**TASK ITEM A**
Do these statements agree with the passage on enriched bacterial taxa? Answer yes or no for each, quoting the words of the passage that decide it.
(i) Members of the Lachnospiraceae were enriched in ZDT microcosms.
(ii) Sulfate concentration decreased in GL microcosms.
(iii) Members of Ruminococcaceae were abundant in all microcosms.
**TASK ITEM B**
Using the passage on enriched bacterial taxa, answer each question:
(i) To which order did all enriched taxa within the Firmicutes belong?
(ii) What percentage of the total enriched taxa did SRBs make up in GL microcosms?
(iii) In which microcosms did the enrichment of sulfate reducers come with a significant decrease in sulfate?

**TEXT PROVIDED**
Within the Firmicutes, all enriched taxa belonged to the order Clostridiales, a ubiquitous order of strictly anaerobic, fermentative bacteria (Xia et al., 2015). However, the profile of enriched families/genera within this order depended on the inoculum source. Members of Ruminococcaceae were abundant in all microcosms, while members of the families Clostridiaceae_1 and Family XIII were enriched only in ZDT microcosms, and members of the Lachnospiraceae and Veillonellaceae were enriched only in GL microcosms (Table 3 and Figs. 35).

Within the Delta-Proteobacteria, the sulfate-reducing genera Desulfovibrio, Desulfobacter, Desulfobulbous, and Desulfomicrobium were encountered as predominant members in enrichments from some or all inoculum sources. Enrichment of sulfate reducers in ZDT and WWT microcosms was accompanied by a significant decrease in the amount of sulfate in the enrichments (Fig. S2). On the other hand, sulfate concentration did not decrease in GL microcosms (Fig. S2) in spite of the apparent enrichment of SRBs (6.9% of the total enriched taxa). Similar results were previously shown for members of Desulfovibrio and Desulfobulbous in biofilms (Santegoeds et al., 1998), where not all SRBs detected by culture-independent techniques were found to be sulfidogenically active.

**SUPPLIED DATA**
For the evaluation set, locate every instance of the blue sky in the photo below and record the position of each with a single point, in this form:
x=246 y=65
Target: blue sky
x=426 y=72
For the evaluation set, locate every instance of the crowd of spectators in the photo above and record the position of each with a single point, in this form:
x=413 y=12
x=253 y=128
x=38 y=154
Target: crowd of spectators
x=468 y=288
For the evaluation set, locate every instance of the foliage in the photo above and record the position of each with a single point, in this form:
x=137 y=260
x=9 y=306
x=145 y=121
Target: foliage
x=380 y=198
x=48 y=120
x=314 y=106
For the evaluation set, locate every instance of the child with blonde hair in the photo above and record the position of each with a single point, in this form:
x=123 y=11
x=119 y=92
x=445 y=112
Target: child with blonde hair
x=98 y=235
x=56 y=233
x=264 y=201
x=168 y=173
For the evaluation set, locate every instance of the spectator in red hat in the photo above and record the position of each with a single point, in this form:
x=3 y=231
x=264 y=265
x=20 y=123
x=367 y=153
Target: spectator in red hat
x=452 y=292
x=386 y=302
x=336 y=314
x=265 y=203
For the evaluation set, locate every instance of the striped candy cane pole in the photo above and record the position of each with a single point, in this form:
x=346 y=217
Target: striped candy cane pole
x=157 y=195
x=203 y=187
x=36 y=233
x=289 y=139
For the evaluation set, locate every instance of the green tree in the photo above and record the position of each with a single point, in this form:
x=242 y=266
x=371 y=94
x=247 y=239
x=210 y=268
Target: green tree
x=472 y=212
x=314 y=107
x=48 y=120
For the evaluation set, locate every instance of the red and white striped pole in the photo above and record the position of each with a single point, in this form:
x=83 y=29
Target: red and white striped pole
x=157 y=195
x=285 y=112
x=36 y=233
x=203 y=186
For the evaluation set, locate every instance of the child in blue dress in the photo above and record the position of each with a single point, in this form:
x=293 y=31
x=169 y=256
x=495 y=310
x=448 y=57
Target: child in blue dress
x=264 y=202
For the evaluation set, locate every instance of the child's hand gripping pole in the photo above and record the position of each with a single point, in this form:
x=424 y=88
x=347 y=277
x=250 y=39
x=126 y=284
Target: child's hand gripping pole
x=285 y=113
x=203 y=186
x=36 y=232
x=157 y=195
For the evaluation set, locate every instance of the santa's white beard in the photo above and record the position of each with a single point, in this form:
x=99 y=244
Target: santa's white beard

**PROBLEM SOLUTION A**
(i) No: "members of the Lachnospiraceae and Veillonellaceae were enriched only in GL microcosms"
(ii) No: "sulfate concentration did not decrease in GL microcosms"
(iii) Yes: "Members of Ruminococcaceae were abundant in all microcosms"

**PROBLEM SOLUTION B**
(i) Clostridiales
(ii) 6.9%
(iii) ZDT and WWT microcosms